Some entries
# # # # #
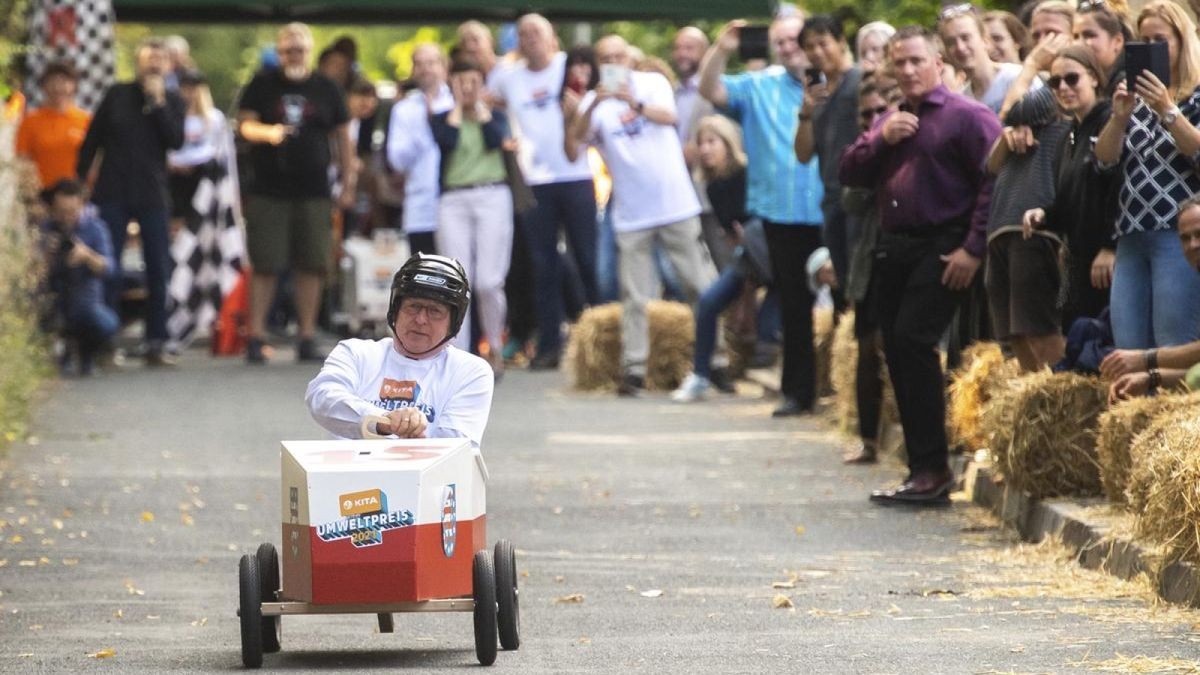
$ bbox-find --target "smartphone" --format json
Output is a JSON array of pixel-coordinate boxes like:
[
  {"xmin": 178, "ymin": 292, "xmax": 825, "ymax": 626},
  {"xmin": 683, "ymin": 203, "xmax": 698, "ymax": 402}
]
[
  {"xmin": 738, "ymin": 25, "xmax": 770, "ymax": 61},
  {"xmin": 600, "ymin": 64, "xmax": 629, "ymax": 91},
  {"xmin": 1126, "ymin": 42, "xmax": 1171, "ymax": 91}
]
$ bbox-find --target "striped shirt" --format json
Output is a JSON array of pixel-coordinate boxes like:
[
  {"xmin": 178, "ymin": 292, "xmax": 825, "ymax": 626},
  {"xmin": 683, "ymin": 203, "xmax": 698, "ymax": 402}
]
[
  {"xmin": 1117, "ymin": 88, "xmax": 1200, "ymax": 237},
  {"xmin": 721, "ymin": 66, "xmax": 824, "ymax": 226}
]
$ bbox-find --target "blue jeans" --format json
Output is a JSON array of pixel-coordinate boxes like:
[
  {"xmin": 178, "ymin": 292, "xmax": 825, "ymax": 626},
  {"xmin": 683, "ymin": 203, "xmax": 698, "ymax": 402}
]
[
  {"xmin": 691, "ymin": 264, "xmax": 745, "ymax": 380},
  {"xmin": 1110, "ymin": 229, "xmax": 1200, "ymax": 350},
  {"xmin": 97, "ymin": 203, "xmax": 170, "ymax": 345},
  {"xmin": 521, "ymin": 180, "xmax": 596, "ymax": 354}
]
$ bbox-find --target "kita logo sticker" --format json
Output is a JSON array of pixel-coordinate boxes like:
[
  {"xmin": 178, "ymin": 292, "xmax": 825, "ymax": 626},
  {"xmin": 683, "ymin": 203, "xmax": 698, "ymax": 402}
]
# # # # #
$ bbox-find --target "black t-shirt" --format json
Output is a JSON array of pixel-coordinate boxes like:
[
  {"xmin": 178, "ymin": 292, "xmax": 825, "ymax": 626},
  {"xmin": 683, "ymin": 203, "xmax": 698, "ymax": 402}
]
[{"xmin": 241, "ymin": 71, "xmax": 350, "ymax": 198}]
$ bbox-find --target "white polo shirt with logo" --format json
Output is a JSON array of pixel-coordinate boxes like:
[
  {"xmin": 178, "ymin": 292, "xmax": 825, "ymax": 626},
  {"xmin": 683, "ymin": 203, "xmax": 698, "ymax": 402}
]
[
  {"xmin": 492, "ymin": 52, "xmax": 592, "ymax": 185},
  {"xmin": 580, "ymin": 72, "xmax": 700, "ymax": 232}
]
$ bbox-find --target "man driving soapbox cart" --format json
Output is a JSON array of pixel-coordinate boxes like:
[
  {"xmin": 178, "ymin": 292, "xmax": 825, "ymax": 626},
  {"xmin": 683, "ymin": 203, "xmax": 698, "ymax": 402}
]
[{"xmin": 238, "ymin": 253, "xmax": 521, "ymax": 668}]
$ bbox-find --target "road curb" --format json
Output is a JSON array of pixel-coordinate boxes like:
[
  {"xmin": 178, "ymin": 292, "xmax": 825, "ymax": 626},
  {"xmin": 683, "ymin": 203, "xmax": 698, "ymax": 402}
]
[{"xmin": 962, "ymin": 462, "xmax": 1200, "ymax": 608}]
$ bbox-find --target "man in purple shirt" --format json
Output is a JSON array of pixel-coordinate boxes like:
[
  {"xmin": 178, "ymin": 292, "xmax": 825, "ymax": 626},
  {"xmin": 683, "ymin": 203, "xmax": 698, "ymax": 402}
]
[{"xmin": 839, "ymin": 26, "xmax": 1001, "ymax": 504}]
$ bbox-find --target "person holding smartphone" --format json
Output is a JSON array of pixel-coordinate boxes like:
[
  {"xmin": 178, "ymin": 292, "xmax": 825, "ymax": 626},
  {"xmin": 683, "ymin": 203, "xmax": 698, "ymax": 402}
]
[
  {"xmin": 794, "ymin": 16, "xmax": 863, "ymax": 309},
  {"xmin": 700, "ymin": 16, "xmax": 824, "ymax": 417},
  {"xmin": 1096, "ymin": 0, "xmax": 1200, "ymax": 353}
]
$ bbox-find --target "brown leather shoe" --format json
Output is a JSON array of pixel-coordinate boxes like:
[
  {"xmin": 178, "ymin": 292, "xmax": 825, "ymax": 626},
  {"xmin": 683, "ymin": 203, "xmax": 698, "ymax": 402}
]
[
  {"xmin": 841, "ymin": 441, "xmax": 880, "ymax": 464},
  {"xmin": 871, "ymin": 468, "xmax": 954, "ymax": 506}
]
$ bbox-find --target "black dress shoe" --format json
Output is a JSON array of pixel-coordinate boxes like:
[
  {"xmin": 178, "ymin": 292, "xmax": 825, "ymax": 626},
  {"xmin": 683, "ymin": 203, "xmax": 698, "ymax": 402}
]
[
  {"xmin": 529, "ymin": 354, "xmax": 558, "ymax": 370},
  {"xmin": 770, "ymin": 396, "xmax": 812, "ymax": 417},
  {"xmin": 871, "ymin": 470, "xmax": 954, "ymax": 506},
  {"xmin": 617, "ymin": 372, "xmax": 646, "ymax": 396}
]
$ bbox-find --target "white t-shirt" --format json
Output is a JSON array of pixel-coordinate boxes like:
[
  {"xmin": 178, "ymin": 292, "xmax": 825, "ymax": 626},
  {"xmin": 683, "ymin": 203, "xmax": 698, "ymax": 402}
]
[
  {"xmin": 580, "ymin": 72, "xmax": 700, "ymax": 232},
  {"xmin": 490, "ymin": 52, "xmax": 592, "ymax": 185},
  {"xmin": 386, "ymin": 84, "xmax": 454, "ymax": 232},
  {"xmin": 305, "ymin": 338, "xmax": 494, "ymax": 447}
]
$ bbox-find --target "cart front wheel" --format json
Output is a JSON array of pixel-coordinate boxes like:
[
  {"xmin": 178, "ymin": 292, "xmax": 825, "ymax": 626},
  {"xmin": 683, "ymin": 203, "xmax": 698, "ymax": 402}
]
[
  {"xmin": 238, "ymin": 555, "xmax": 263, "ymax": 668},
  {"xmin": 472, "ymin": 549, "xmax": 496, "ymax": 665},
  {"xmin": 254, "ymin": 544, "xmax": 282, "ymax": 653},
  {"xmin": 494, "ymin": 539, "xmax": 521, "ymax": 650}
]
# # # # #
◆ **Required task**: Identify each line in the entries that contains the string "black", and copy those lines verbatim.

◆ **Result below**:
$ bbox-find --target "black t-shirt" --format json
$ bbox-find --target "black dress shoe" --format json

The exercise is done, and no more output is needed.